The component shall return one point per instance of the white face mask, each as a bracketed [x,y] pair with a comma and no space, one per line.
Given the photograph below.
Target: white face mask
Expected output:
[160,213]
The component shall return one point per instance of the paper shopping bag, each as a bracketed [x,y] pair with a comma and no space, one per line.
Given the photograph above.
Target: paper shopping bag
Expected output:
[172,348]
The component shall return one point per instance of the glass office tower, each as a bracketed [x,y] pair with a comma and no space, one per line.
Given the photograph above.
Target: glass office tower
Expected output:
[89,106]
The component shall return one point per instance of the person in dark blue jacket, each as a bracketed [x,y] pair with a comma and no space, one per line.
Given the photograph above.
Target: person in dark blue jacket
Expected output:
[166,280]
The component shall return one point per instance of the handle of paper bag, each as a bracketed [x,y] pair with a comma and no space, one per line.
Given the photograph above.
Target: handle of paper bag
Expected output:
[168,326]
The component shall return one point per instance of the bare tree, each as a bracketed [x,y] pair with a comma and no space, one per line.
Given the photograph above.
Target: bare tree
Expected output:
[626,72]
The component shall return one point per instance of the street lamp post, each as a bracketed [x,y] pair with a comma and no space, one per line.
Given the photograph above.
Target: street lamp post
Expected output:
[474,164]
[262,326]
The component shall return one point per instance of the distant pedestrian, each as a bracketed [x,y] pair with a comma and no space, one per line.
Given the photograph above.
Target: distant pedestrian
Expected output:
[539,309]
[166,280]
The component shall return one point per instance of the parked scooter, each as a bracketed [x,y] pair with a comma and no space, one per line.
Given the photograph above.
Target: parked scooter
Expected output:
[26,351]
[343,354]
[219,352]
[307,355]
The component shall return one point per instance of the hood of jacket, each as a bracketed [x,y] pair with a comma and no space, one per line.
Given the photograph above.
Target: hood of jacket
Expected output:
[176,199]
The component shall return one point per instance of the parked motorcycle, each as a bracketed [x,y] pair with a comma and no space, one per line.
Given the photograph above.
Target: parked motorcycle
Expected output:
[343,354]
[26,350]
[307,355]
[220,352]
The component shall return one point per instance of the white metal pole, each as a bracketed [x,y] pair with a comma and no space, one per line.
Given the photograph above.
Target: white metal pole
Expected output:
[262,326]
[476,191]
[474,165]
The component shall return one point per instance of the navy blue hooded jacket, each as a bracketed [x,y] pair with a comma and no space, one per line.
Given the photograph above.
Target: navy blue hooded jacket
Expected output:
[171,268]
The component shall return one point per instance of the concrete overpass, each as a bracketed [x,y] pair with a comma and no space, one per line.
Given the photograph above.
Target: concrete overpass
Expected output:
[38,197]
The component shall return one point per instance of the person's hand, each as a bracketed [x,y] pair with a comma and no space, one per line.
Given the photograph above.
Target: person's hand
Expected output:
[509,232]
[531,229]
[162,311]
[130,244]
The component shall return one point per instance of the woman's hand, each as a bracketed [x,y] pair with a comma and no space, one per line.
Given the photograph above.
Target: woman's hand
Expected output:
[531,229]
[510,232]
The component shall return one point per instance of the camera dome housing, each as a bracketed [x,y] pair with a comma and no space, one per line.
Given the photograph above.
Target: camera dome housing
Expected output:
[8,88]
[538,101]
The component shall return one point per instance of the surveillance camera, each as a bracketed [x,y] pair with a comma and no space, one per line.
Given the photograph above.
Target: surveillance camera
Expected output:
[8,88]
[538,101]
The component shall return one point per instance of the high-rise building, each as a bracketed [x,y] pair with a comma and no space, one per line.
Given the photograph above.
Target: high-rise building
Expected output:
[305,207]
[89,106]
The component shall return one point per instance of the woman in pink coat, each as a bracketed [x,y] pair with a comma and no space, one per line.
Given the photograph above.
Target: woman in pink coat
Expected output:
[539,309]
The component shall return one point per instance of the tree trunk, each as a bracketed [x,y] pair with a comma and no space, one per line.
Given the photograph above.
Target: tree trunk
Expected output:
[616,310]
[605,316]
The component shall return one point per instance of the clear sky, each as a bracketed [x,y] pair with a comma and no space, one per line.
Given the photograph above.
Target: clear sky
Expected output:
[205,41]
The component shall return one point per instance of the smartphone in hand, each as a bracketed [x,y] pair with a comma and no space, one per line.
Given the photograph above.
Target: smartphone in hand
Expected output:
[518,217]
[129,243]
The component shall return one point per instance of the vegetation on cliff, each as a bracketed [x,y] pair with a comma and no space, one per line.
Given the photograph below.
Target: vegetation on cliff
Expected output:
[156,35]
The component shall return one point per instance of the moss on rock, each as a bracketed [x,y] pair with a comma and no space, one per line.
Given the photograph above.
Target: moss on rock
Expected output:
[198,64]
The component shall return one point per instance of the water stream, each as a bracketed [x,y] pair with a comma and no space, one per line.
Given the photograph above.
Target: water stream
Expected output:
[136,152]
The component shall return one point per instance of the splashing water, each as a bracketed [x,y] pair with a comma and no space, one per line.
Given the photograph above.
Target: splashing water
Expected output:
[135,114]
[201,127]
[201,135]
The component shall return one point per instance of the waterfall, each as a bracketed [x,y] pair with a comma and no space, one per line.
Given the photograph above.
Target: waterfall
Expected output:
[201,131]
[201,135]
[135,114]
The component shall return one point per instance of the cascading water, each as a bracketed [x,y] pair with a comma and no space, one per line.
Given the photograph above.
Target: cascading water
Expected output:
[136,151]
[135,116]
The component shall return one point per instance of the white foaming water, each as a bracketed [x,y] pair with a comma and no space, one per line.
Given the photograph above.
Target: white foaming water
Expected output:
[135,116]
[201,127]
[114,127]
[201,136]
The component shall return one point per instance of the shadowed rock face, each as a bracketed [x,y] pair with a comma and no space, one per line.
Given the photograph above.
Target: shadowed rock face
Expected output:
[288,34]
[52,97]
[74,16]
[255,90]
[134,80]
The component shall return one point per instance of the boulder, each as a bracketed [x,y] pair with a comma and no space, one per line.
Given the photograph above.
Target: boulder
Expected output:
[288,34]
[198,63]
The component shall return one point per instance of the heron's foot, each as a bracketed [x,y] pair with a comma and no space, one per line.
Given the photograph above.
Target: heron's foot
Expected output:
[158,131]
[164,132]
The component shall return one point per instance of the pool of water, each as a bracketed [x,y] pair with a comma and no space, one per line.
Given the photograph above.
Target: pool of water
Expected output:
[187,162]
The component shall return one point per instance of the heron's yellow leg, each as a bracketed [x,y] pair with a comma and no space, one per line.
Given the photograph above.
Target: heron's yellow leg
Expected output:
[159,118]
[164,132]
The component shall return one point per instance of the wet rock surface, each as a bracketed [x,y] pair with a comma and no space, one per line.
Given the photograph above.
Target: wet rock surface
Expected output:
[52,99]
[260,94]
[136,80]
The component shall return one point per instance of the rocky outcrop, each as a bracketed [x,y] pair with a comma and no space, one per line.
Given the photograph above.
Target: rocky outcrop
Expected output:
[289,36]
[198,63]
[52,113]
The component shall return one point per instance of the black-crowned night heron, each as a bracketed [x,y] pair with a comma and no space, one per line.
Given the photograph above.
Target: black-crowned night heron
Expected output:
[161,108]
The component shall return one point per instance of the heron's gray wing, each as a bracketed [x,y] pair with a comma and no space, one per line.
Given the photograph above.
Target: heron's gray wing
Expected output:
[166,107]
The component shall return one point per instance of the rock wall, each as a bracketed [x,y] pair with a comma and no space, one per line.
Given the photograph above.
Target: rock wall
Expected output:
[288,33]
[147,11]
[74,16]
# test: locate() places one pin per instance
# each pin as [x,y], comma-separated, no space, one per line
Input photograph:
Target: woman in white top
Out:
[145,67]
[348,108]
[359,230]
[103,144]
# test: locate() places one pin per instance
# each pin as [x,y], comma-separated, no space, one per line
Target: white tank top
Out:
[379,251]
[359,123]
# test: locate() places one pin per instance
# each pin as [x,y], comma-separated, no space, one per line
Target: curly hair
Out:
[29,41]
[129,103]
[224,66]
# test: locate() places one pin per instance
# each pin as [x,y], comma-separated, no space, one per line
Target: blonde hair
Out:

--------------------

DIRECTIONS FOR THIS TASK> Transcribe verbatim. Cover the lines from the first line of the entries above to the line containing "Target: glass office tower", inclusive.

TASK SOLUTION>
The component shall return one point per instance of the white face mask, each as a bracketed [x,y] pair with a comma and no space, one per line.
Given the photograph below.
Target: white face mask
Expected output:
[160,213]
The component shall return one point per instance of the paper shopping bag, each as a bracketed [x,y] pair with a comma and no space, one per line.
Given the photograph above.
Target: paper shopping bag
Expected output:
[172,348]
The component shall return one point per instance of the glass office tower, each as a bracketed [x,y] pair with a comma and no space, one per line.
Given the photograph above.
Target: glass office tower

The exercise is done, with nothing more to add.